- PROBLEM TO SOLVE -
Copy every record below exactly as written, but leave out the pictures.

- PROVIDED RECORDS -

******************************

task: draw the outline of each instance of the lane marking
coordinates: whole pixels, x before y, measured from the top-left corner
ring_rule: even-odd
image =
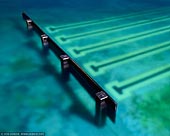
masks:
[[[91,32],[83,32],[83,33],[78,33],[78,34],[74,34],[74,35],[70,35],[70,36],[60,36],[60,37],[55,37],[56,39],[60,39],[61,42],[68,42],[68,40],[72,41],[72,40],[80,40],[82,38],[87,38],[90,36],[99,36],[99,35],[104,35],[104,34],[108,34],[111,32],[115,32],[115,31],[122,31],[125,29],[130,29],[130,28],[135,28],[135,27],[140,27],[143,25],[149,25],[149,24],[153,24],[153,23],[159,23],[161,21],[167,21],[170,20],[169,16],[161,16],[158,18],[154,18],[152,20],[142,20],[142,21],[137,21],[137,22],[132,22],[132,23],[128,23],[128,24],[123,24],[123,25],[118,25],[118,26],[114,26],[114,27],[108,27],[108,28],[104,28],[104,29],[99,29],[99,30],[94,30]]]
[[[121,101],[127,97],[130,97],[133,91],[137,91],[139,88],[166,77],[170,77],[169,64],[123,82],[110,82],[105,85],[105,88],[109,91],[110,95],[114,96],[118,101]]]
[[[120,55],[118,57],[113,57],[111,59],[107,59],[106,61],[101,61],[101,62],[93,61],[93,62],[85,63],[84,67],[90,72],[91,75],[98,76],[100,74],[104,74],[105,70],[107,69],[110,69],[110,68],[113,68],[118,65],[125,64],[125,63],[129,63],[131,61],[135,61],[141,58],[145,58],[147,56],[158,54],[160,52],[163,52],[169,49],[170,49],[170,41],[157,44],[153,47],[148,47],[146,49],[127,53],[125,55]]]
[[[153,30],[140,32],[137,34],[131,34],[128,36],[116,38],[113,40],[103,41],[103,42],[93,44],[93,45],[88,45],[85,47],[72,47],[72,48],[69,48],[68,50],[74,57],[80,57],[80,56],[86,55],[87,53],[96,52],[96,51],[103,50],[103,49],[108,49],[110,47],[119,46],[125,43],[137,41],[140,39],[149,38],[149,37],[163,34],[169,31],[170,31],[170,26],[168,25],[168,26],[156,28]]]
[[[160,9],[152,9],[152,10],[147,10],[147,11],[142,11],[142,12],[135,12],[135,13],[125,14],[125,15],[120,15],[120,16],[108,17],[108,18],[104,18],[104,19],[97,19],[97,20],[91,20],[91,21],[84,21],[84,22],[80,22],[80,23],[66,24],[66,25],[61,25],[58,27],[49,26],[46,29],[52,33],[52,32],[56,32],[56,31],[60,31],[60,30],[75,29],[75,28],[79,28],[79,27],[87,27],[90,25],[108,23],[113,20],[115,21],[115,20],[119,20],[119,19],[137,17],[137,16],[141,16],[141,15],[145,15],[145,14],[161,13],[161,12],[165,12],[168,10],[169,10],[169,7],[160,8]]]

******************************

- FINISHED EXERCISE -
task: draw the outline of each instance of the lane marking
coordinates: whole pixels, x before y, measured from the top-left corner
ring_rule: even-odd
image =
masks:
[[[91,32],[83,32],[83,33],[78,33],[78,34],[74,34],[74,35],[70,35],[70,36],[60,36],[60,37],[55,37],[56,39],[60,39],[61,42],[68,42],[68,40],[72,41],[72,40],[80,40],[82,38],[87,38],[90,36],[99,36],[99,35],[104,35],[104,34],[108,34],[111,32],[115,32],[115,31],[122,31],[125,29],[130,29],[130,28],[135,28],[135,27],[140,27],[143,25],[149,25],[149,24],[153,24],[153,23],[159,23],[161,21],[167,21],[170,20],[169,16],[161,16],[158,18],[154,18],[152,20],[142,20],[142,21],[137,21],[137,22],[132,22],[132,23],[128,23],[128,24],[123,24],[123,25],[118,25],[118,26],[114,26],[114,27],[108,27],[108,28],[104,28],[104,29],[99,29],[99,30],[94,30]]]
[[[121,101],[127,97],[130,97],[133,91],[137,91],[139,88],[166,77],[170,77],[169,64],[123,82],[110,82],[105,85],[105,88],[109,91],[110,95],[114,96],[118,101]]]
[[[120,55],[118,57],[113,57],[111,59],[107,59],[106,61],[101,61],[101,62],[93,61],[93,62],[85,63],[84,67],[90,72],[91,75],[98,76],[100,74],[104,74],[105,70],[107,69],[110,69],[110,68],[113,68],[118,65],[125,64],[125,63],[129,63],[131,61],[135,61],[141,58],[145,58],[147,56],[158,54],[160,52],[163,52],[169,49],[170,49],[170,41],[157,44],[153,47],[148,47],[146,49],[127,53],[125,55]]]
[[[153,30],[140,32],[137,34],[131,34],[128,36],[116,38],[113,40],[103,41],[103,42],[93,44],[93,45],[88,45],[85,47],[72,47],[72,48],[69,48],[68,50],[74,57],[80,57],[80,56],[86,55],[87,53],[96,52],[96,51],[103,50],[103,49],[108,49],[110,47],[119,46],[125,43],[137,41],[140,39],[149,38],[149,37],[163,34],[169,31],[170,31],[170,26],[168,25],[168,26],[156,28]]]
[[[160,9],[152,9],[152,10],[147,10],[147,11],[142,11],[142,12],[135,12],[135,13],[125,14],[125,15],[120,15],[120,16],[108,17],[108,18],[104,18],[104,19],[97,19],[97,20],[91,20],[91,21],[84,21],[84,22],[80,22],[80,23],[66,24],[66,25],[61,25],[58,27],[49,26],[46,29],[52,33],[52,32],[56,32],[56,31],[60,31],[60,30],[75,29],[75,28],[79,28],[79,27],[87,27],[90,25],[108,23],[113,20],[115,21],[115,20],[119,20],[119,19],[137,17],[137,16],[141,16],[141,15],[145,15],[145,14],[161,13],[161,12],[165,12],[168,10],[169,10],[169,7],[160,8]]]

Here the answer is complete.